--- Trecho do documento ---
^^^^^^^^^^^^^^^^
A proposta do trabalho é discutir o tema das redes, TIC`s e Tecnologias de Monitoramento como campos de ação entre tecnologia e sociedade. As hipóteses que são tratadas discutem a possibilidade de construção de narrativas e ativação de modos de inserção e engendramentos culturais, políticos e sociais por meio das TIC, sobretudo redes, disseminados por uma dinâmica de novos atores e novos discursos. Também é colocado em questão os riscos e as faces obscuras da comunicação e da liberdade, também coletivizada nas redes, pondo em funcionamento modos de captura e medo. Através de tecnologias de monitoramento são ativados, a todo tempo e instante, disputas por espaços para expandir fobias e estados emocionais dos mais diferentes matizes, porém transvertidos ora como formas de liberdade ora como formas de vigilância. O contraponto, seria a possibilidade através das redes de desvios, resistências e rupturas, já que trazem outro tipo de fala e de inserção social nos dando pistas de um novo protagonismo social e uma nova dinâmica do coletivo.
^^^^^^^^^^^^^^^^
--- Registros ---

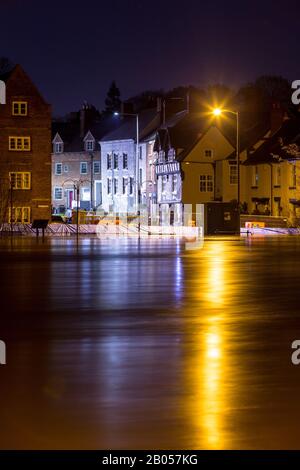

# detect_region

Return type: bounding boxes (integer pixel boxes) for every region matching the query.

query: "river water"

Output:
[0,237,300,449]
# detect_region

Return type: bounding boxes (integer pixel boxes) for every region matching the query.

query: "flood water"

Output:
[0,237,300,449]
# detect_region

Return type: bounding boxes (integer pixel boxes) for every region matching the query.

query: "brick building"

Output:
[52,104,106,214]
[0,59,51,223]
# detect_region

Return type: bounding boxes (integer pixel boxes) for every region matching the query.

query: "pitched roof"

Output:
[245,117,300,165]
[52,120,116,152]
[0,57,16,82]
[100,109,159,142]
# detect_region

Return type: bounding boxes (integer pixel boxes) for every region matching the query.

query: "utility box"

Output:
[204,202,240,235]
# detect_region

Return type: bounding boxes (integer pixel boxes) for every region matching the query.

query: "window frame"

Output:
[85,139,95,152]
[199,174,214,193]
[8,135,31,152]
[53,186,64,201]
[9,171,31,191]
[93,160,101,175]
[8,206,31,224]
[80,162,88,175]
[54,162,63,176]
[11,100,28,117]
[204,148,214,158]
[229,162,239,186]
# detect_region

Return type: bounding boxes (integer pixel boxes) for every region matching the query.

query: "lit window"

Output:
[80,162,87,175]
[200,175,214,193]
[168,149,175,162]
[229,162,238,184]
[54,187,63,201]
[93,162,100,175]
[12,101,28,116]
[54,142,64,153]
[129,177,133,194]
[55,163,62,175]
[114,178,118,194]
[114,153,119,170]
[85,140,95,152]
[107,153,112,170]
[8,207,30,224]
[275,165,281,186]
[9,171,31,189]
[291,163,297,188]
[9,136,31,152]
[122,178,127,194]
[172,175,177,193]
[81,188,91,202]
[204,149,213,158]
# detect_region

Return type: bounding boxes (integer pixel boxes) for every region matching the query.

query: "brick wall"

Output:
[0,65,51,221]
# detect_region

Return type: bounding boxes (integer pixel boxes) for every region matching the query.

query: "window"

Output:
[158,150,165,163]
[114,153,119,170]
[9,171,31,189]
[85,140,95,152]
[291,163,297,188]
[200,175,214,193]
[275,165,281,186]
[80,162,87,175]
[172,175,177,193]
[229,162,238,184]
[55,163,62,175]
[129,177,133,194]
[54,142,64,153]
[93,162,100,175]
[168,149,175,162]
[81,188,91,202]
[252,166,259,187]
[123,153,128,170]
[161,176,167,192]
[54,186,63,201]
[12,101,28,116]
[204,149,213,158]
[122,178,127,194]
[114,178,118,194]
[9,137,31,152]
[8,207,30,224]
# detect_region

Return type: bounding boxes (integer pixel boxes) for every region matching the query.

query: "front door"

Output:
[94,181,102,207]
[66,189,74,209]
^^^^^^^^^^^^^^^^
--- Tarefas propostas ---
A: Copie o trecho dos registros que vai do início deles até a linha que contém "[0,59,51,223]", incluindo as duas pontas, trocando "brick building" por "stone building" e deixando todo o resto igual. Não inclua as imagens na resposta.
B: Retome o texto sobre redes, TIC e tecnologias de monitoramento a partir do ponto em que ele para.

--- Respostas ---
A:
# detect_region

Return type: bounding boxes (integer pixel boxes) for every region matching the query.

query: "river water"

Output:
[0,237,300,449]
# detect_region

Return type: bounding boxes (integer pixel boxes) for every region matching the query.

query: "flood water"

Output:
[0,237,300,449]
# detect_region

Return type: bounding boxes (integer pixel boxes) for every region matching the query.

query: "stone building"

Output:
[52,104,106,214]
[0,59,51,223]

B:
A emergência das redes e das redes sociais parece indicar um conceito de coletivo cuja dinâmica libertária e comunitária traz à tona um paradigma novo de inserção social e de novas narrativas de engajamento, como também reflete conflitos sobre a manipulação dessas “liberdades” disputadas tanto no plano virtual quanto no mundo real. Essas fábricas de tecnologia que monitoram conversas, gestos, conteúdos, símbolos e prazeres traz a discussão de como os indivíduos e esses coletivos que estão sendo produzidos são ativados e insuflados numa lógica que faz bifurcar novos modos de existência e uma concepção de coletivo resignificada. Novas formas de controle e medo também são insufladas através do monitoramento e da captura produzida em redes de relacionamento, no tempo de trabalho imaterial e nos espaços, tanto físicos como virtuais. Essa mercantilização da vida supervaloriza identidades egoicas, construídas em torno de “perfis” e em formas de identidade autocentradas. Nessa mercantilização da vida virtual são oferecidas a todo tempo uma atmosfera dicotômica, ora como sentido de unidade com base na noção de indivíduo com sua história cotidiana e suas dores individuais, ora como sentido de totalidade, com base também na noção de indivíduo só que coletivizado nas redes sociais.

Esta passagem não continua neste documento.